*What you will do:* In the listing that follows, give every line again exactly and omit the pictures.

*Available data:*
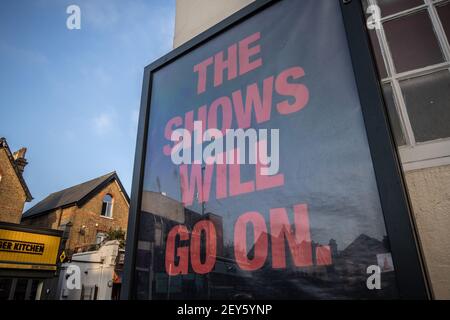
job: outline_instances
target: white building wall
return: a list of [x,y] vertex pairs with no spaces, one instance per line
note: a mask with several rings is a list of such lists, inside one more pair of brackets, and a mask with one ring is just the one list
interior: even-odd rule
[[[80,285],[84,287],[84,299],[92,300],[97,286],[97,300],[111,300],[114,269],[119,254],[119,242],[108,241],[98,251],[77,253],[72,261],[62,266],[60,300],[81,300],[82,289],[68,286],[68,269],[76,266],[80,270]],[[70,272],[71,273],[71,272]]]
[[177,0],[174,48],[251,2],[253,0]]

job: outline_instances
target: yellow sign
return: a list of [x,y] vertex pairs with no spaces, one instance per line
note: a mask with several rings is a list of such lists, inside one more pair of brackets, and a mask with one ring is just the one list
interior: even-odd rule
[[60,241],[54,235],[0,227],[0,268],[55,270]]
[[66,260],[66,252],[61,252],[61,255],[59,256],[59,262],[63,263]]
[[56,265],[46,266],[39,264],[15,264],[15,263],[2,263],[0,262],[0,269],[27,269],[27,270],[56,270]]

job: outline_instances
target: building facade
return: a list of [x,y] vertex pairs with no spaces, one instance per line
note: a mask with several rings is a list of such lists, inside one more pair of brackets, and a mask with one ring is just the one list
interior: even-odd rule
[[23,178],[26,151],[12,153],[6,139],[0,139],[0,222],[20,223],[25,202],[33,199]]
[[0,300],[52,298],[43,287],[58,272],[63,232],[20,224],[25,202],[33,199],[23,177],[26,151],[13,153],[0,139]]
[[59,272],[60,230],[0,222],[0,300],[54,299],[45,290]]
[[64,229],[70,226],[68,254],[100,244],[111,231],[126,232],[129,198],[115,172],[52,193],[27,210],[22,224]]
[[[174,47],[252,2],[177,0]],[[381,85],[432,290],[449,299],[450,3],[362,2],[367,17],[380,10],[380,27],[370,36]]]

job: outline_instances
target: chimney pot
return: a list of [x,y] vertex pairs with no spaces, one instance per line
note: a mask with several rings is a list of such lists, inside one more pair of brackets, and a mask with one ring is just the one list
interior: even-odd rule
[[20,150],[14,152],[14,163],[19,169],[20,174],[23,174],[25,166],[28,164],[27,159],[25,159],[25,154],[27,153],[27,148],[21,148]]

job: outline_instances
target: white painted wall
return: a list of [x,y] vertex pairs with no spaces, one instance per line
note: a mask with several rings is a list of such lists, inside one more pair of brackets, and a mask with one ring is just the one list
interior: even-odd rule
[[[81,289],[67,288],[66,270],[71,265],[80,268],[81,284],[85,288],[98,287],[97,300],[111,300],[114,268],[118,254],[119,241],[117,240],[106,242],[98,251],[74,254],[72,261],[62,266],[60,300],[81,299]],[[85,292],[87,293],[86,289]]]
[[450,299],[450,166],[408,171],[406,183],[433,291]]
[[173,47],[180,46],[253,1],[177,0]]

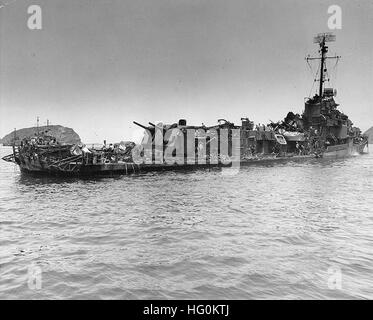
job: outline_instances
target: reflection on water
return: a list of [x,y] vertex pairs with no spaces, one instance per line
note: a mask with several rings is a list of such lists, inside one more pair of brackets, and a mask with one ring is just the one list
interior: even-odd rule
[[373,298],[372,161],[87,179],[1,161],[0,298]]

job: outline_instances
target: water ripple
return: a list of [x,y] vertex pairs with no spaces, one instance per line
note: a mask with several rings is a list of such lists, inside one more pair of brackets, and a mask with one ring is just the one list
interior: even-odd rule
[[61,179],[1,162],[0,298],[372,299],[372,164]]

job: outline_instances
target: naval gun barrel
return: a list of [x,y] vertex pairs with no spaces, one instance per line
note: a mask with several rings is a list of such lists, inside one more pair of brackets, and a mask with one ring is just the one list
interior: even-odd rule
[[137,126],[143,128],[143,129],[145,129],[145,130],[150,130],[150,129],[152,129],[152,128],[149,128],[149,127],[145,127],[145,126],[143,126],[142,124],[140,124],[140,123],[138,123],[138,122],[136,122],[136,121],[133,121],[133,123],[134,123],[135,125],[137,125]]

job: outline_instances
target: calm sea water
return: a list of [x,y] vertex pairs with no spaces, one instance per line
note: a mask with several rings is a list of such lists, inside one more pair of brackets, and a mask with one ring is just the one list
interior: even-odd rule
[[372,154],[234,176],[0,170],[2,299],[373,298]]

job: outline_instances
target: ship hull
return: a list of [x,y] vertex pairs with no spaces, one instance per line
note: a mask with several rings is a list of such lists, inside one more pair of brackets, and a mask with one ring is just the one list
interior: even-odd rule
[[185,158],[182,164],[136,164],[130,162],[100,162],[100,163],[87,163],[81,156],[72,156],[66,160],[61,160],[58,165],[47,162],[43,157],[39,156],[25,156],[15,152],[13,161],[19,165],[21,171],[27,174],[42,174],[51,176],[113,176],[113,175],[129,175],[133,173],[145,173],[156,171],[177,171],[177,170],[197,170],[197,169],[214,169],[214,168],[239,168],[251,165],[275,165],[277,163],[285,163],[289,161],[302,161],[305,159],[313,158],[341,158],[357,154],[362,154],[366,144],[356,144],[349,141],[347,144],[334,145],[327,147],[322,153],[308,154],[308,155],[295,155],[294,153],[283,153],[281,156],[275,154],[257,154],[249,158],[243,158],[235,163],[209,163],[208,161],[201,161],[195,163],[194,159],[191,163],[187,163]]
[[[323,158],[341,158],[353,155],[349,149],[325,152]],[[75,170],[58,170],[45,169],[42,165],[24,165],[20,164],[20,170],[25,174],[50,175],[50,176],[73,176],[73,177],[90,177],[90,176],[116,176],[130,175],[147,172],[160,171],[191,171],[203,169],[237,169],[239,167],[255,165],[276,165],[287,162],[302,162],[305,160],[316,159],[315,155],[295,155],[295,156],[265,156],[262,158],[253,158],[241,160],[239,163],[196,163],[196,164],[135,164],[135,163],[107,163],[107,164],[90,164],[79,165]]]
[[352,142],[329,146],[323,153],[324,158],[341,158],[363,154],[366,144],[354,144]]

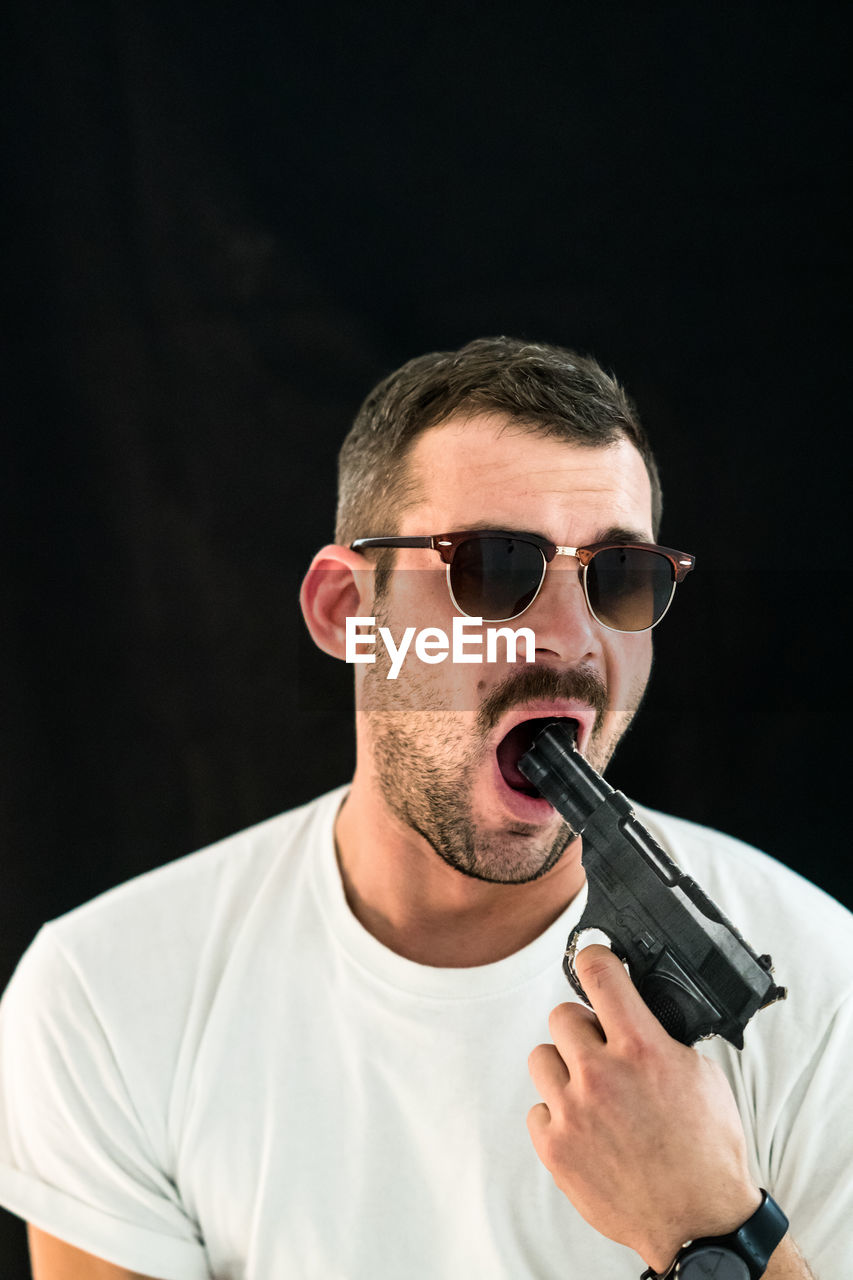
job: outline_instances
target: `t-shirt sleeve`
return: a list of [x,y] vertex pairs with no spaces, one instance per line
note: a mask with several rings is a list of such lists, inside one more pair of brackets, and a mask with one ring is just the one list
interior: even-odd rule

*Problem solution:*
job: outline_instances
target: white building wall
return: a list of [x,y] vertex pairs with no spaces, one instance per line
note: a mask with several rings is a list of such lists, inside one more pair of brackets, and a mask with one ring is just the one list
interior: even-odd rule
[[[80,285],[84,287],[84,299],[92,300],[97,286],[97,300],[111,300],[114,269],[119,254],[119,242],[108,241],[98,251],[77,253],[72,261],[62,266],[60,300],[81,300],[82,289],[68,286],[68,269],[76,266],[80,270]],[[70,272],[71,273],[71,272]]]
[[177,0],[174,48],[251,2],[253,0]]

job: outline_instances
target: yellow sign
return: a list of [x,y] vertex pairs with no spaces, one instance per line
note: a mask with several rings is a list of such lists, inside one more pair of brackets, and a mask with one ring is just the one list
interior: even-odd rule
[[60,241],[54,235],[0,227],[0,268],[55,270]]
[[66,260],[66,252],[61,252],[61,255],[59,256],[59,262],[63,263]]
[[56,265],[46,266],[39,264],[15,264],[15,263],[2,263],[0,262],[0,269],[27,269],[27,270],[56,270]]

job: outline_instances
target: building facade
return: a list of [x,y] vertex pairs with no spaces, one instance per line
note: a mask with several rings is a list of such lists, inside one more pair of brackets, and a mask with one ring is just the one list
interior: even-odd rule
[[23,178],[26,151],[12,153],[6,139],[0,139],[0,222],[20,223],[25,202],[33,199]]
[[0,300],[52,298],[43,287],[58,272],[63,232],[20,224],[25,202],[33,199],[23,177],[26,151],[13,153],[0,139]]
[[59,272],[60,230],[0,222],[0,300],[54,299],[45,290]]
[[64,229],[70,226],[68,254],[100,244],[111,231],[126,232],[129,198],[115,172],[52,193],[27,210],[22,224]]
[[[174,47],[252,2],[177,0]],[[381,85],[432,290],[449,299],[450,3],[362,2],[367,17],[380,10],[380,27],[370,36]]]

job: outline_instances
target: chimney pot
return: a list of [x,y] vertex pairs with no spaces, one instance per line
note: a mask with several rings is a list of such lists, inside one more pair of brackets, and a mask with one ring is just the one list
interior: even-odd rule
[[20,150],[14,152],[14,163],[19,169],[20,174],[23,174],[25,166],[28,164],[27,159],[25,159],[25,154],[27,153],[27,148],[21,148]]

job: outline_instances
target: white painted wall
return: a list of [x,y] vertex pairs with no spaces, one instance per line
note: a mask with several rings is a list of such lists, inside one more pair of brackets, and a mask with one ring is just the one list
interior: even-odd rule
[[[81,289],[67,288],[66,270],[71,265],[80,268],[81,284],[85,288],[98,287],[97,300],[111,300],[114,268],[118,254],[119,241],[117,240],[106,242],[98,251],[74,254],[72,261],[62,266],[60,300],[81,299]],[[85,292],[87,293],[86,289]]]
[[450,299],[450,166],[408,171],[406,183],[433,291]]
[[173,47],[180,46],[253,1],[177,0]]

job: outline_instances
target: reflection on water
return: a list of [x,y] vertex pairs with no spaces, one instance per line
note: a mask with several rings is a list of such lists, inside one more pair of brackets, and a mask with one ring is just the one list
interior: even-odd rule
[[373,298],[372,161],[87,179],[1,161],[0,298]]

job: outline_instances
target: water ripple
return: a list of [x,y] vertex pairs with no spaces, one instance per line
note: a mask with several rings is a list of such lists, inside one more pair of brackets, and a mask with one ring is just the one list
interior: even-odd rule
[[61,179],[1,162],[0,298],[372,299],[372,164]]

job: outline_instances
target: naval gun barrel
return: a list of [x,y] vertex pairs with no spaces, one instance per line
note: a mask with several rings is a list of such lists, inside one more pair of brackets, and a mask with one ring is just the one list
interior: even-odd rule
[[137,126],[143,128],[143,129],[145,129],[145,130],[150,130],[150,129],[152,129],[152,128],[149,128],[149,127],[145,127],[145,126],[143,126],[142,124],[140,124],[140,123],[138,123],[138,122],[136,122],[136,121],[133,121],[133,123],[134,123],[135,125],[137,125]]

job: outline_instances
target: calm sea water
return: a list of [x,y] vertex pairs with no spaces, one instance per line
note: a mask with several rings is a list of such lists, inside one more pair of brackets, and a mask with one ring is just the one list
interior: even-odd rule
[[372,154],[234,176],[0,170],[2,299],[373,298]]

job: outline_instances
target: ship hull
return: a list of [x,y] vertex pairs with no spaces, one instance per line
note: a mask with several rings is a list of such lists, inside one more pair of brackets, and a mask with one ring is just the one list
interior: even-odd rule
[[185,158],[182,164],[136,164],[130,162],[100,162],[100,163],[87,163],[81,156],[72,156],[66,160],[61,160],[58,165],[47,162],[43,157],[39,156],[25,156],[15,152],[13,161],[19,165],[21,171],[27,174],[42,174],[51,176],[113,176],[113,175],[129,175],[133,173],[145,173],[156,171],[177,171],[177,170],[197,170],[197,169],[214,169],[214,168],[239,168],[251,165],[275,165],[277,163],[285,163],[289,161],[302,161],[305,159],[313,158],[341,158],[357,154],[362,154],[366,144],[356,144],[349,141],[347,144],[334,145],[327,147],[322,153],[308,154],[308,155],[295,155],[294,153],[283,153],[281,156],[275,154],[257,154],[249,158],[243,158],[235,163],[209,163],[208,161],[201,161],[195,163],[194,159],[191,163],[187,163]]
[[[323,158],[341,158],[353,155],[349,149],[325,152]],[[75,170],[58,170],[45,169],[42,165],[24,165],[20,164],[20,170],[25,174],[50,175],[50,176],[73,176],[73,177],[90,177],[90,176],[116,176],[130,175],[147,172],[160,171],[191,171],[203,169],[237,169],[239,167],[255,165],[276,165],[287,162],[302,162],[305,160],[316,159],[315,155],[295,155],[295,156],[265,156],[262,158],[253,158],[241,160],[239,163],[196,163],[196,164],[135,164],[135,163],[107,163],[107,164],[90,164],[79,165]]]
[[352,142],[329,146],[323,153],[324,158],[341,158],[363,154],[366,144],[354,144]]

job: outline_instances
target: `t-shirt sleeve`
return: a list of [x,y] vertex pairs with no spaces, one instance per line
note: a mask with several rings is a list of such lists, inside one more pair of brackets, and a mask with one ring is just the one list
interior: even-odd rule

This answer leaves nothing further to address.